**Given request:**
Pull out every line in the items below that contains the word "tree", and copy each of those lines in full.
begin The input
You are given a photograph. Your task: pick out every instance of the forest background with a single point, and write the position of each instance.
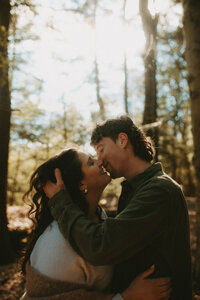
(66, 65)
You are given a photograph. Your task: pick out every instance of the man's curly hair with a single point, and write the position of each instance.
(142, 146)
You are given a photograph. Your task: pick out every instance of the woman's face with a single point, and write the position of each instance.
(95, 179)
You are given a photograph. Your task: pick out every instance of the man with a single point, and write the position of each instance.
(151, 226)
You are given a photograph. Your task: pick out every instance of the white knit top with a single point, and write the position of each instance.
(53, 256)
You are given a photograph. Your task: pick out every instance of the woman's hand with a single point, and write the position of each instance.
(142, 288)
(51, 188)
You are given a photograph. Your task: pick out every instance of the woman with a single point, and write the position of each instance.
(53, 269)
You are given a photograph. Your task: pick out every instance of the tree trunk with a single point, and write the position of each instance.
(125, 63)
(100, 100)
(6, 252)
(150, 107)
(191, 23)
end The input
begin The input
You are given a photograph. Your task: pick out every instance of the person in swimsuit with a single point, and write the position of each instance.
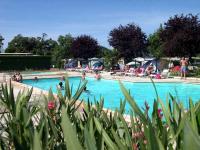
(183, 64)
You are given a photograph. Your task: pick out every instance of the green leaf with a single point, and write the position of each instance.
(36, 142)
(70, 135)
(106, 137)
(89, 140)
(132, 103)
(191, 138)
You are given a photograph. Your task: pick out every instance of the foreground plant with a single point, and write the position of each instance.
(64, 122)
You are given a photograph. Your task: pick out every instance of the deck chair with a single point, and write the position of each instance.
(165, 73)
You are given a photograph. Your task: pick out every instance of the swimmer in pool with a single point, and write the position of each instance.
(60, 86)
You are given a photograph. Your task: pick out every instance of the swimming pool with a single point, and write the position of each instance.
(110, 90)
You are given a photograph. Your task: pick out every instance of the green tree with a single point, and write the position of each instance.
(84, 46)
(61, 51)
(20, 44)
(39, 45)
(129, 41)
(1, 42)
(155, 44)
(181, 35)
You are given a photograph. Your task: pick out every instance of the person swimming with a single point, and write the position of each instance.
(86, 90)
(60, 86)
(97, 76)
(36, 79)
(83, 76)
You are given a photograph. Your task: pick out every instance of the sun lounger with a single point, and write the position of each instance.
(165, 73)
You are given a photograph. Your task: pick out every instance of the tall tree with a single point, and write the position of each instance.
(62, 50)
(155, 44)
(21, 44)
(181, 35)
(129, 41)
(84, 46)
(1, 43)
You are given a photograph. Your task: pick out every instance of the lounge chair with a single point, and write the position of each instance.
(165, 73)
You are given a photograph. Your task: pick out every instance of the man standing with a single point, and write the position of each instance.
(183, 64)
end The input
**Complete answer:**
You are given a photograph. Your task: pick out every instance of the tree trunk with a single point, and write the position of each instance.
You are given a photograph. Your task: pick out every instance of the green tree with a single point, and write the position of each instance.
You are given a photograph. Your task: pick out every instance of the tall tree with a single point, and write the position of each instance.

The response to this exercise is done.